#### The data:
┄┄┄┄┄┄
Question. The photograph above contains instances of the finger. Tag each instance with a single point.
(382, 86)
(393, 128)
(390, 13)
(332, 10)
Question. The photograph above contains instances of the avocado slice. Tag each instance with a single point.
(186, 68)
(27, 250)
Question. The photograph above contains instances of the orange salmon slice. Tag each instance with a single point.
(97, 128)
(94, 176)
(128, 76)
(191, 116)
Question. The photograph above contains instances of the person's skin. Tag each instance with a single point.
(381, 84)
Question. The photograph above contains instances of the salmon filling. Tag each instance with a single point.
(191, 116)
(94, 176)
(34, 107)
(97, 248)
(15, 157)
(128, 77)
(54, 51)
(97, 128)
┄┄┄┄┄┄
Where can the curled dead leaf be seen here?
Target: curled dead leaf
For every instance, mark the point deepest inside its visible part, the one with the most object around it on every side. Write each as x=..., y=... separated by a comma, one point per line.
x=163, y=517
┄┄┄┄┄┄
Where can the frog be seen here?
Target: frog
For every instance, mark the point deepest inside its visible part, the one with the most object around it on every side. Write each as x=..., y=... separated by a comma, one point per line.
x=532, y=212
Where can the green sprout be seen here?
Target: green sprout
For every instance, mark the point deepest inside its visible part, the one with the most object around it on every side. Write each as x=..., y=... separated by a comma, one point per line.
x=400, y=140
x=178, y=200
┄┄┄┄┄┄
#### Task objective:
For each line in the data that holds the word "seen", copy the line.

#### Response box:
Where can the curled dead leaf be seen here?
Where can the frog be seen here?
Where can the green sprout be seen here?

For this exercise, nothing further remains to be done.